• Location identification entries:
►

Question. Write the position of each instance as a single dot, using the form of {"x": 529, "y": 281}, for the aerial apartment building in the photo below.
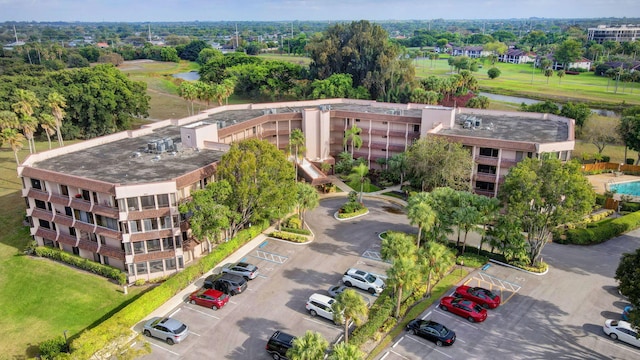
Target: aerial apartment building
{"x": 114, "y": 199}
{"x": 622, "y": 33}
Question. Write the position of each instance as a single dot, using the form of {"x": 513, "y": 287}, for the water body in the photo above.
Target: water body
{"x": 520, "y": 100}
{"x": 191, "y": 75}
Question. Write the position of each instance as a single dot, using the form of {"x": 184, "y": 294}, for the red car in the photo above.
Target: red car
{"x": 463, "y": 307}
{"x": 210, "y": 298}
{"x": 481, "y": 296}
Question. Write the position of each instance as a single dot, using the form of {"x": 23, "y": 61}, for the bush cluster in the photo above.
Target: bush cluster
{"x": 81, "y": 263}
{"x": 99, "y": 337}
{"x": 601, "y": 231}
{"x": 288, "y": 236}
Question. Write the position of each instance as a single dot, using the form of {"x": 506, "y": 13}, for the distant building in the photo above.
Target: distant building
{"x": 114, "y": 199}
{"x": 622, "y": 33}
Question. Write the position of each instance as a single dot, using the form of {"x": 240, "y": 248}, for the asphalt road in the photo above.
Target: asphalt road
{"x": 290, "y": 273}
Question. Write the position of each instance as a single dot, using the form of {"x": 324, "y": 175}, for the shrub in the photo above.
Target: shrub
{"x": 51, "y": 348}
{"x": 81, "y": 263}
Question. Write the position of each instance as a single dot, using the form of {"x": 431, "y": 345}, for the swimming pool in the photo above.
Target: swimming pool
{"x": 627, "y": 188}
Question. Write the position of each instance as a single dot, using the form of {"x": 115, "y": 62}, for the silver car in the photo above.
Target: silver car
{"x": 244, "y": 269}
{"x": 170, "y": 330}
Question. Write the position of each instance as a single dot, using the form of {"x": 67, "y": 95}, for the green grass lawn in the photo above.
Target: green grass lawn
{"x": 39, "y": 298}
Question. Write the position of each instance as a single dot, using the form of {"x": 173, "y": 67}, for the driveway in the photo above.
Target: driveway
{"x": 555, "y": 316}
{"x": 290, "y": 274}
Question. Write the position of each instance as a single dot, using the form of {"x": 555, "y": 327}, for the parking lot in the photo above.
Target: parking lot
{"x": 555, "y": 316}
{"x": 289, "y": 274}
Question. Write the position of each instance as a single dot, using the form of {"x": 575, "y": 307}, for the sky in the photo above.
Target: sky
{"x": 289, "y": 10}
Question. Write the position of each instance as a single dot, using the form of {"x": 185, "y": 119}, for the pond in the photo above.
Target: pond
{"x": 191, "y": 75}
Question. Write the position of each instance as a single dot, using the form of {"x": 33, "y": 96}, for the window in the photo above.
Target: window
{"x": 138, "y": 247}
{"x": 170, "y": 264}
{"x": 487, "y": 169}
{"x": 156, "y": 266}
{"x": 165, "y": 222}
{"x": 148, "y": 202}
{"x": 163, "y": 200}
{"x": 141, "y": 268}
{"x": 135, "y": 226}
{"x": 132, "y": 204}
{"x": 153, "y": 245}
{"x": 36, "y": 184}
{"x": 150, "y": 224}
{"x": 40, "y": 204}
{"x": 489, "y": 152}
{"x": 167, "y": 243}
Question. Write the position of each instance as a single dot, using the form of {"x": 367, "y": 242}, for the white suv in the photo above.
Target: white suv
{"x": 319, "y": 304}
{"x": 363, "y": 280}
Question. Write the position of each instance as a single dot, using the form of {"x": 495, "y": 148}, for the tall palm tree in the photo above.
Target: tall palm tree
{"x": 15, "y": 140}
{"x": 344, "y": 351}
{"x": 434, "y": 260}
{"x": 311, "y": 346}
{"x": 57, "y": 103}
{"x": 359, "y": 175}
{"x": 349, "y": 306}
{"x": 420, "y": 213}
{"x": 403, "y": 274}
{"x": 24, "y": 108}
{"x": 296, "y": 139}
{"x": 48, "y": 124}
{"x": 308, "y": 198}
{"x": 352, "y": 136}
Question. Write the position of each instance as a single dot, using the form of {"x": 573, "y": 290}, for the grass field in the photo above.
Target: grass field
{"x": 40, "y": 299}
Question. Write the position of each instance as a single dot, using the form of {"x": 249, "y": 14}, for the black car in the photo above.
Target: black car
{"x": 432, "y": 331}
{"x": 227, "y": 283}
{"x": 278, "y": 345}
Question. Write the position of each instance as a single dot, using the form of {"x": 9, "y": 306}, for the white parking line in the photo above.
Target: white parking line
{"x": 167, "y": 350}
{"x": 427, "y": 344}
{"x": 321, "y": 323}
{"x": 202, "y": 312}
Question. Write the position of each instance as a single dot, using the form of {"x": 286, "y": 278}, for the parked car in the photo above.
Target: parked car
{"x": 278, "y": 345}
{"x": 363, "y": 280}
{"x": 481, "y": 296}
{"x": 463, "y": 307}
{"x": 432, "y": 331}
{"x": 625, "y": 312}
{"x": 210, "y": 298}
{"x": 621, "y": 330}
{"x": 244, "y": 269}
{"x": 227, "y": 283}
{"x": 319, "y": 304}
{"x": 170, "y": 330}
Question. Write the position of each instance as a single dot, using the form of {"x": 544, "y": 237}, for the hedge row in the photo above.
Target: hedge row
{"x": 82, "y": 263}
{"x": 288, "y": 236}
{"x": 101, "y": 336}
{"x": 601, "y": 231}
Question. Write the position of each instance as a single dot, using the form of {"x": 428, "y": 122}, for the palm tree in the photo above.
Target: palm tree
{"x": 349, "y": 306}
{"x": 296, "y": 139}
{"x": 344, "y": 351}
{"x": 359, "y": 175}
{"x": 15, "y": 140}
{"x": 308, "y": 198}
{"x": 434, "y": 260}
{"x": 57, "y": 103}
{"x": 311, "y": 346}
{"x": 420, "y": 213}
{"x": 9, "y": 120}
{"x": 48, "y": 124}
{"x": 24, "y": 108}
{"x": 352, "y": 136}
{"x": 403, "y": 273}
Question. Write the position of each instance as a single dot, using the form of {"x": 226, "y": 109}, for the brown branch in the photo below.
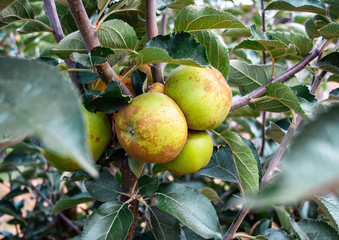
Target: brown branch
{"x": 91, "y": 40}
{"x": 245, "y": 100}
{"x": 152, "y": 31}
{"x": 129, "y": 181}
{"x": 59, "y": 35}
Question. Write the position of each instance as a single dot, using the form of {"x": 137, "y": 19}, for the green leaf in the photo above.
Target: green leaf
{"x": 17, "y": 11}
{"x": 110, "y": 220}
{"x": 109, "y": 100}
{"x": 221, "y": 165}
{"x": 245, "y": 162}
{"x": 303, "y": 45}
{"x": 33, "y": 27}
{"x": 117, "y": 35}
{"x": 316, "y": 229}
{"x": 330, "y": 63}
{"x": 164, "y": 225}
{"x": 284, "y": 94}
{"x": 193, "y": 18}
{"x": 6, "y": 207}
{"x": 275, "y": 132}
{"x": 190, "y": 207}
{"x": 261, "y": 41}
{"x": 148, "y": 185}
{"x": 71, "y": 43}
{"x": 35, "y": 103}
{"x": 330, "y": 31}
{"x": 180, "y": 4}
{"x": 5, "y": 3}
{"x": 307, "y": 169}
{"x": 210, "y": 193}
{"x": 330, "y": 205}
{"x": 313, "y": 24}
{"x": 180, "y": 48}
{"x": 216, "y": 50}
{"x": 105, "y": 189}
{"x": 66, "y": 201}
{"x": 313, "y": 6}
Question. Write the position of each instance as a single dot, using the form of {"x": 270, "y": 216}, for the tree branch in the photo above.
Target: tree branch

◄

Only the lines from the one containing "branch in the photo above." through the end of the entries above belong in the answer; repeat them exactly.

• TASK SOLUTION:
Question. Write the position of each instance as a single dot, using the form of {"x": 270, "y": 216}, for the tree branch in the photo above.
Target: tree branch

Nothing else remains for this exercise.